Can you pull out each line of the data below that includes the word "white"?

--- Entries supplied ---

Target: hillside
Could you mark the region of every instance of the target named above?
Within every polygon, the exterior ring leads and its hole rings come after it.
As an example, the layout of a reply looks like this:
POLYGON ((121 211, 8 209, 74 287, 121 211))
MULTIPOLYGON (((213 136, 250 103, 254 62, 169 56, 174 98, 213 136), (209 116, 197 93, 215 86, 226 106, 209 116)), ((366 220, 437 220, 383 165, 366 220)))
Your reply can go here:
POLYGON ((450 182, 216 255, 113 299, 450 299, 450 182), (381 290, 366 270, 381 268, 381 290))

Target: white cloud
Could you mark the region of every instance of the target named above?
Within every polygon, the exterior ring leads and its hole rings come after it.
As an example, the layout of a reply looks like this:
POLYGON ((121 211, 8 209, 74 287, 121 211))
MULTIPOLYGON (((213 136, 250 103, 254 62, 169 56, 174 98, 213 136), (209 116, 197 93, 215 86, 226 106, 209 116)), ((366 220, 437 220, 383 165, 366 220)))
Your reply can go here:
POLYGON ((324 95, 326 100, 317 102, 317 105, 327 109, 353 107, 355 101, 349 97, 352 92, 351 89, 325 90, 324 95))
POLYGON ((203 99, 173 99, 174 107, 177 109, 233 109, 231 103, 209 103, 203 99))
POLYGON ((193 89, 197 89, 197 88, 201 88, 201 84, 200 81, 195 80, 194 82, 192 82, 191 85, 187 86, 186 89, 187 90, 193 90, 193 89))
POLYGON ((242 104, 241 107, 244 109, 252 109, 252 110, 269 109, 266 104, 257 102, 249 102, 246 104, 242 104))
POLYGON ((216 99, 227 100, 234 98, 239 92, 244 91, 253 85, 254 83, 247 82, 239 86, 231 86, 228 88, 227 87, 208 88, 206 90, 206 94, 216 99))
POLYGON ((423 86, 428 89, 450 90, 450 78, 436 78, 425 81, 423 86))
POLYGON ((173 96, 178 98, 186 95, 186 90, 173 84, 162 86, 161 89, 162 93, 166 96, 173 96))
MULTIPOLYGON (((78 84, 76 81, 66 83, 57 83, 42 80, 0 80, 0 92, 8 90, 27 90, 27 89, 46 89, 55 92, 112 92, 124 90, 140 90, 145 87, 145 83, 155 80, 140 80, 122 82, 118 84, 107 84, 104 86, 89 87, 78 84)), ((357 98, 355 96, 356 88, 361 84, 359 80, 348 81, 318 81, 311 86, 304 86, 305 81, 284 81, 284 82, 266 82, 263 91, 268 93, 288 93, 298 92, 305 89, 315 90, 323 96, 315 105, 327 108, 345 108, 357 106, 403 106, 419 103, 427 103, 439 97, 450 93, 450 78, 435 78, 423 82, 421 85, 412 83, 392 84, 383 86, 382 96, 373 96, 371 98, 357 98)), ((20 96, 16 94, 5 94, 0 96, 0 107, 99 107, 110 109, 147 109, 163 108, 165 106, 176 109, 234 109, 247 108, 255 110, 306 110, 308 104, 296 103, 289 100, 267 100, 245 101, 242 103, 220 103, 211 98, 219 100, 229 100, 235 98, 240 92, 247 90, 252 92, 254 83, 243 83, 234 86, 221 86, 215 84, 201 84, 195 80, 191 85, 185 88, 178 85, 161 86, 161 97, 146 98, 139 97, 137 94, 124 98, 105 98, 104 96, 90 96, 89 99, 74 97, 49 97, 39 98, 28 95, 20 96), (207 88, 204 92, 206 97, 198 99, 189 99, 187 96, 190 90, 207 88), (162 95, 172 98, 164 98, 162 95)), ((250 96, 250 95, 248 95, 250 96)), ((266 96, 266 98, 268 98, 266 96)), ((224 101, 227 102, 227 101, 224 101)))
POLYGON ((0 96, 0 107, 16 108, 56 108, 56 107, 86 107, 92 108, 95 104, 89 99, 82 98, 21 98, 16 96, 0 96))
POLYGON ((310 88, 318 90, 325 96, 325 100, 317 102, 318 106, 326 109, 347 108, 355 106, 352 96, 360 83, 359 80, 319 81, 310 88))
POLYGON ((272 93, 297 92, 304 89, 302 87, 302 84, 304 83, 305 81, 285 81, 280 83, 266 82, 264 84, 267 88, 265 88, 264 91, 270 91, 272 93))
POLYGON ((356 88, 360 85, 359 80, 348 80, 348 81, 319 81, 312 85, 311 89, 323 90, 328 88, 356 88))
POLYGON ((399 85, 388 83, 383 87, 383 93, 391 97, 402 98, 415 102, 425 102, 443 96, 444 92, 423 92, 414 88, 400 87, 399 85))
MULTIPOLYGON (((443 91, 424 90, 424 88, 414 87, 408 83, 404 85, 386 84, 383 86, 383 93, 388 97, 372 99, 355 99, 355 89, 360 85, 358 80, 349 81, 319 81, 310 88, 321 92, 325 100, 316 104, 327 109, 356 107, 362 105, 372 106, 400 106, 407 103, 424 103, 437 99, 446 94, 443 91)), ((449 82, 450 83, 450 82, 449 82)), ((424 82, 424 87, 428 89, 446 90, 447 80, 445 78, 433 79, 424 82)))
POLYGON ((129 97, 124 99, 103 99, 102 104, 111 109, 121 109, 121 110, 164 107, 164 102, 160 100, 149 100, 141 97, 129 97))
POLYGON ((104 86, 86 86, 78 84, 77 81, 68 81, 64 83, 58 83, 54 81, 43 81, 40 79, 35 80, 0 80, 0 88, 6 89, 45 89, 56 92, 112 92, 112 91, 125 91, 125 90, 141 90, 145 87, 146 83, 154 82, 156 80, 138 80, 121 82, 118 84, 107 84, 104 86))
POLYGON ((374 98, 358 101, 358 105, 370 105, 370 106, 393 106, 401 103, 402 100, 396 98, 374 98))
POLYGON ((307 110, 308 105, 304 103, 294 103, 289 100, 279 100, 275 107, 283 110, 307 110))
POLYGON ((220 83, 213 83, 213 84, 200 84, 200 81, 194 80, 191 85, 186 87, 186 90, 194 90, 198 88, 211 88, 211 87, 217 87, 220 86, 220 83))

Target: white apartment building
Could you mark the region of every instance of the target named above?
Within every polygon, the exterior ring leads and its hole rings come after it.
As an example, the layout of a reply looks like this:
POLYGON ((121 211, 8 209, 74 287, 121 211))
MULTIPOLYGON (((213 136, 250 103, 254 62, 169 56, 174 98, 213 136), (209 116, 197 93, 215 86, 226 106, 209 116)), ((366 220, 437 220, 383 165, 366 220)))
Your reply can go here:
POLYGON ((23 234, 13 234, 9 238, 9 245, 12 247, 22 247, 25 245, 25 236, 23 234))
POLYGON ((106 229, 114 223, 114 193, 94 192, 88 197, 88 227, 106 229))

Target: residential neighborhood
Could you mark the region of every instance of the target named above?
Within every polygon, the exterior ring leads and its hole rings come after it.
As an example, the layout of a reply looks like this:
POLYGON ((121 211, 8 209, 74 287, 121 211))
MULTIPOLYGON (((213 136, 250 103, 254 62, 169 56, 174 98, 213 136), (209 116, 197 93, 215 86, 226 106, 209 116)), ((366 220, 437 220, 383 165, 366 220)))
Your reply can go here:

---

- Exercise response -
Target: white cloud
Target: white apartment building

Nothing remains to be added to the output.